EXERCICE COURT A:
Relevez tous les pourcentages et toutes les quantités exprimées dans une unité de mesure que mentionne le texte sur la décarbonation de l'industrie, sans répéter ceux qui reviennent.

EXTRAIT:
En 2022, le secteur industriel représentait 37 % de la consommation mondiale d’énergie et était directement responsable de l’émission de 9 gigatonnes de dioxyde de carbone, soit 25 % des émissions du système énergétique mondial. (Photo : AdobeStock)
À l’avenir, notre planète aura besoin d’une énergie propre en abondance pour couvrir tous ses besoins. Plus de 30 térawatts électriques (TWe) d’énergie propre et sûre sont nécessaires pour décarboner complètement le système énergétique mondial et permettre à chaque citoyen de la planète de profiter de services énergétiques modernes équivalents à la moyenne fixée par l’Organisation de coopération et de développement économiques.
Comment les industries et économies peuvent-elles mener de front leur développement et la décarbonation ?
En 2022, le secteur industriel représentait 37 % de la consommation mondiale d’énergie et était directement responsable de l’émission de 9 gigatonnes de dioxyde de carbone, soit 25 % des émissions du système énergétique mondial (hors émissions indirectes provenant de l’utilisation d’électricité à des fins industrielles). Malgré les engagements pris en matière de décarbonation, les émissions des grandes nations industrielles n’ont cessé d’augmenter.
Répondre aux besoins en chaleur et en électricité de l’industrie au fil de la transition énergétique
L’une des grandes tendances de la transition énergétique est la poussée vers l’électrification à grande échelle, même dans les activités industrielles. Néanmoins, cette stratégie d’« électrification généralisée » comporte des obstacles considérables, compte tenu notamment des besoins de l’industrie en matière de chaleur et d’électricité, qui ne s’apparentent pas à ceux des ressources purement électriques raccordées au réseau, puisqu’ils suivent le profil de charge d’un système de production combinée de chaleur et d’électricité « derrière le compteur ». Le premier obstacle à surmonter est celui de l’utilisation simultanée de chaleur et d’électricité, et le deuxième, l’exigence d’une fiabilité, d’une disponibilité et d’une sécurité solides dans le processus. Plusieurs autres aspects, tels que la disponibilité de nouvelles lignes de transmission et l’efficacité et la fiabilité du nouveau processus d’électrification, constituent des obstacles supplémentaires.

DONNÉES À TRAITER:

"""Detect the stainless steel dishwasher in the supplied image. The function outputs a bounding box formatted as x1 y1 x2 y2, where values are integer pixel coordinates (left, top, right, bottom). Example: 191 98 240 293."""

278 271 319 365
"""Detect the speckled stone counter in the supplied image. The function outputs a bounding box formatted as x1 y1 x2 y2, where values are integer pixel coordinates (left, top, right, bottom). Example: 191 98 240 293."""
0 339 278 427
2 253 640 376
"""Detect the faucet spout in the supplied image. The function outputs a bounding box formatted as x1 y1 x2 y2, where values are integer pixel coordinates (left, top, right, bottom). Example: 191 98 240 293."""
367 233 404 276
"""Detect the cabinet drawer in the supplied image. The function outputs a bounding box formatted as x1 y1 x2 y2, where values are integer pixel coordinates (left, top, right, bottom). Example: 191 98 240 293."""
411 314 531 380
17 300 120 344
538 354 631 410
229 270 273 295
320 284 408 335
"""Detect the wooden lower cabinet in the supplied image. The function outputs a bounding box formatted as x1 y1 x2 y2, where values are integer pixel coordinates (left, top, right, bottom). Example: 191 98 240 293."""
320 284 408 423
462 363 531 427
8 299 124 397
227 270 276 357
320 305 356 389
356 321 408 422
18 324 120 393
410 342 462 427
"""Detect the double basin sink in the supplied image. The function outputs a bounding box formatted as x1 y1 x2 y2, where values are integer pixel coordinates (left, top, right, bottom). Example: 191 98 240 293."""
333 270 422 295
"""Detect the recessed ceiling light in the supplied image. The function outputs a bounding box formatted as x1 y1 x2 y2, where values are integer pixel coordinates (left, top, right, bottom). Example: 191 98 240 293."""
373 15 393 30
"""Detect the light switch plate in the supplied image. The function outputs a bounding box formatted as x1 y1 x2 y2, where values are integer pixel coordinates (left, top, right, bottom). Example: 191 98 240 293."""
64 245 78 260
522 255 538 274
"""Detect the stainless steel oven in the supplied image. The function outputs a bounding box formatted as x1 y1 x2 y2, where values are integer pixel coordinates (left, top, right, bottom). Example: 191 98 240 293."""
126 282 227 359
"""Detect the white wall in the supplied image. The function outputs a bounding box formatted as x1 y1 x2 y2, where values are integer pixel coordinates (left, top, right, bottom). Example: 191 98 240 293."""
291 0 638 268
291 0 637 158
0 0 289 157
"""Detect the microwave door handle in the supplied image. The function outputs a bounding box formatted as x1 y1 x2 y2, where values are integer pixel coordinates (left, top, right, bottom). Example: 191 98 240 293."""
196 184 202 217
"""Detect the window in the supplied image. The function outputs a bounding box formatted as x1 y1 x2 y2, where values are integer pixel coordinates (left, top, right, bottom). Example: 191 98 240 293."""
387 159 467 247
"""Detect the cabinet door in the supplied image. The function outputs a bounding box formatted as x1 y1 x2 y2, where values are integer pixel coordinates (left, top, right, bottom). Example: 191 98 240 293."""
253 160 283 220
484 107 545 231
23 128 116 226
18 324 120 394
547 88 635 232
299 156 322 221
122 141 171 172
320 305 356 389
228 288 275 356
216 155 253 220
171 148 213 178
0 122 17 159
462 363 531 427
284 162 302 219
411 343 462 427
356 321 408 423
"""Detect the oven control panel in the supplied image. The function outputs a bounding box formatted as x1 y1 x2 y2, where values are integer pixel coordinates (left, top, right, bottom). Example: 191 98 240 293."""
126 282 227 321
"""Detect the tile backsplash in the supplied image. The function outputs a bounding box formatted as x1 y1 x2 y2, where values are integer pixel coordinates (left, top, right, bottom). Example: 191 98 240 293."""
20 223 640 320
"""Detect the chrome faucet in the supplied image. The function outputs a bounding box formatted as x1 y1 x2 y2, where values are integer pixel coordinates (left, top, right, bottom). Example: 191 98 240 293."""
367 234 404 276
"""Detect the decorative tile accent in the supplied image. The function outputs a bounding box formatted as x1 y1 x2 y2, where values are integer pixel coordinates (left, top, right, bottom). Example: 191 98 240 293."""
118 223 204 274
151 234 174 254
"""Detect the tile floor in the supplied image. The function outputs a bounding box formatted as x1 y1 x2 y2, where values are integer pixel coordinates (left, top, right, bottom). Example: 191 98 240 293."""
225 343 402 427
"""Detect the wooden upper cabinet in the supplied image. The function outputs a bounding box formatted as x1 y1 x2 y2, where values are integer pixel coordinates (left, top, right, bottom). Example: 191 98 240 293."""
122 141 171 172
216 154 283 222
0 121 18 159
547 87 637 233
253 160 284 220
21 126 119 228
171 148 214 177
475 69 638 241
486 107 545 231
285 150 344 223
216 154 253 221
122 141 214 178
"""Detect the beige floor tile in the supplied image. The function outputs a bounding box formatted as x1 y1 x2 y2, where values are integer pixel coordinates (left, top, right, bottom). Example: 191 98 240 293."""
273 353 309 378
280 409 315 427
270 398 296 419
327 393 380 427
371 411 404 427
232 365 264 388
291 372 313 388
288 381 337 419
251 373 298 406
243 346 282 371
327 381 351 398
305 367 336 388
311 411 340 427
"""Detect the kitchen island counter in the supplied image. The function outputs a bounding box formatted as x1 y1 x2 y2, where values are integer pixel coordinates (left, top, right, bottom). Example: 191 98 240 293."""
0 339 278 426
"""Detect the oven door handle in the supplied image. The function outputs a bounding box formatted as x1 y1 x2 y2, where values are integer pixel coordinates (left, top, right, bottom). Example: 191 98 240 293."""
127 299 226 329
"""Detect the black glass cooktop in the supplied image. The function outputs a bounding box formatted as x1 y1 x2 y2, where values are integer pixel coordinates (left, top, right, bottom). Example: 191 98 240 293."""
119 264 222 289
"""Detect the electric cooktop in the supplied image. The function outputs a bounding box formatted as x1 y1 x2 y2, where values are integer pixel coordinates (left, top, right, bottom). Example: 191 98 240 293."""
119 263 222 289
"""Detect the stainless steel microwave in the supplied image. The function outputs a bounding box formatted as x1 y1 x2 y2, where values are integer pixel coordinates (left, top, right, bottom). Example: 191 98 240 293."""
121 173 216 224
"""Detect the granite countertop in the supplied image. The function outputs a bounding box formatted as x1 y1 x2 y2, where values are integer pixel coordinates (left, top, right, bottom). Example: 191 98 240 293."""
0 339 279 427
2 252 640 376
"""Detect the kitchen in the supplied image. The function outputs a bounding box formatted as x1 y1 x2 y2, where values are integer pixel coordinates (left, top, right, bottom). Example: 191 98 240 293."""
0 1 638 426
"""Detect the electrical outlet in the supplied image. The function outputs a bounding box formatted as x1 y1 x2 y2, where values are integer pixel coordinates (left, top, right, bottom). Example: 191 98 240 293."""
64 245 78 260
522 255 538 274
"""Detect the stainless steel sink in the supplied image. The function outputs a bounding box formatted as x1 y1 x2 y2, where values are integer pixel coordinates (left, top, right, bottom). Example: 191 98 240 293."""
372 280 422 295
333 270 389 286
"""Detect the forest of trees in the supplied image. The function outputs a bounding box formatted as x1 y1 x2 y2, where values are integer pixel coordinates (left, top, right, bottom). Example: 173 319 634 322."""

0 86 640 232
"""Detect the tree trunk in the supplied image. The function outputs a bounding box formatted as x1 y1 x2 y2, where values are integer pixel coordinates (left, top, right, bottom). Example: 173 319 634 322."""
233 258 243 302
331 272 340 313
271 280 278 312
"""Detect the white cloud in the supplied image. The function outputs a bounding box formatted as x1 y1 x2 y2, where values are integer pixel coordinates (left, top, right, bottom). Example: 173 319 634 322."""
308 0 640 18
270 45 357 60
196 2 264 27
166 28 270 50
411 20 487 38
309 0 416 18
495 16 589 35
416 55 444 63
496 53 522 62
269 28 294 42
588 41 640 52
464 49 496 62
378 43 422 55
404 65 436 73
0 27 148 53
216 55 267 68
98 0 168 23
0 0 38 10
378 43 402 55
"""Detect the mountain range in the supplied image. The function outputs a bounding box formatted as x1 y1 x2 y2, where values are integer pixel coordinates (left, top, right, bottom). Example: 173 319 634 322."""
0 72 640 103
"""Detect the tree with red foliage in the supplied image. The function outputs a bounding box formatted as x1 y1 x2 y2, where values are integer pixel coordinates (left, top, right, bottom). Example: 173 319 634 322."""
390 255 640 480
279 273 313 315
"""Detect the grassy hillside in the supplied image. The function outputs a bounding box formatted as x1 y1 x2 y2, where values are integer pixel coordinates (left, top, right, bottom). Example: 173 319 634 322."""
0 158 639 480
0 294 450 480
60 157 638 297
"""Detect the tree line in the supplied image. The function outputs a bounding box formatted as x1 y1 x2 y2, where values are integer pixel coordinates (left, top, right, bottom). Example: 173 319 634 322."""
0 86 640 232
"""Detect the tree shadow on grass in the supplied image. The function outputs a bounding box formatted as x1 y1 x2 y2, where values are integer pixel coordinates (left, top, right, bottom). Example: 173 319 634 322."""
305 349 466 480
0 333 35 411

--

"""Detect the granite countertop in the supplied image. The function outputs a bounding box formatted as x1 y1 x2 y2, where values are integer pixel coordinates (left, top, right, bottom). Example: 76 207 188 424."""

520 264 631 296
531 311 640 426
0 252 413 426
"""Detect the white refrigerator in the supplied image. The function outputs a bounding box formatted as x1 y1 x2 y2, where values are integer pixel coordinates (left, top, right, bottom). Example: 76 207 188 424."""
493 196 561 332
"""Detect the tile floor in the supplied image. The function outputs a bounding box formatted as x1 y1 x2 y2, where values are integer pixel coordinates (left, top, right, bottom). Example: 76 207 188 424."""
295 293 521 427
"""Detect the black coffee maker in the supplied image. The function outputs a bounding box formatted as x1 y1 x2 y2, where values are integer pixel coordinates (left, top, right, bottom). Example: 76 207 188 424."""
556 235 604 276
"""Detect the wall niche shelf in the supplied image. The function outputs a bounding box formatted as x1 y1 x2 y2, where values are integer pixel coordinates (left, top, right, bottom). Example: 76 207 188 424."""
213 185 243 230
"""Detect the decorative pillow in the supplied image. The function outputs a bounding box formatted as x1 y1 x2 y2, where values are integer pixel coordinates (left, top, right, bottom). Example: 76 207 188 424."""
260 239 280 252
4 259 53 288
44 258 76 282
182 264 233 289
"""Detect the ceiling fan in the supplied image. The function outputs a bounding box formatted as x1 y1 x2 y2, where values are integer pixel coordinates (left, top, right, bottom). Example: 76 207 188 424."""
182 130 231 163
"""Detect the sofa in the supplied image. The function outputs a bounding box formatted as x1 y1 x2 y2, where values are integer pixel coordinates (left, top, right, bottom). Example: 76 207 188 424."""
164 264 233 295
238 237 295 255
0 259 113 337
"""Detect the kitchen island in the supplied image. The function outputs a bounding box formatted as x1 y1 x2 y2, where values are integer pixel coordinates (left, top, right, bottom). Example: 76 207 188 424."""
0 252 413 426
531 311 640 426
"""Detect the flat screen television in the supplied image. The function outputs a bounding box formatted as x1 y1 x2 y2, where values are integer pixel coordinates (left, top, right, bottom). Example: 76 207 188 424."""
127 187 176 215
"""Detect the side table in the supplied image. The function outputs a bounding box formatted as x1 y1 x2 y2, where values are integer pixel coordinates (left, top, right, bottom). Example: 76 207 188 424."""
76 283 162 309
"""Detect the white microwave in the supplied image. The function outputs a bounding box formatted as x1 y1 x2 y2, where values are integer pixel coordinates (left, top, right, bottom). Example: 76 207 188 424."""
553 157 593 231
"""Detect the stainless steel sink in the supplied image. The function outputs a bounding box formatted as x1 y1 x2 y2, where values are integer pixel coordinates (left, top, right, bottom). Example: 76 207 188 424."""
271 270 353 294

EXERCICE COURT B:
Présentez les enregistrements situés entre la ligne contenant « the tree shadow » et la ligne contenant « 0 333 35 411 », toutes deux incluses, sous forme de CSV à deux colonnes nommées entree et sortie. Mettez une ligne par texte à traiter, chaque champ entre guillemets, en remplaçant les retours à la ligne par des espaces.

RÉSULTAT A:
37 %
9 gigatonnes de dioxyde de carbone
25 %
plus de 30 térawatts électriques (TWe)

RÉSULTAT B:
entree,sortie
"""""""Detect the tree shadow on grass in the supplied image. The function outputs a bounding box formatted as x1 y1 x2 y2, where values are integer pixel coordinates (left, top, right, bottom). Example: 173 319 634 322.""""""","305 349 466 480 0 333 35 411"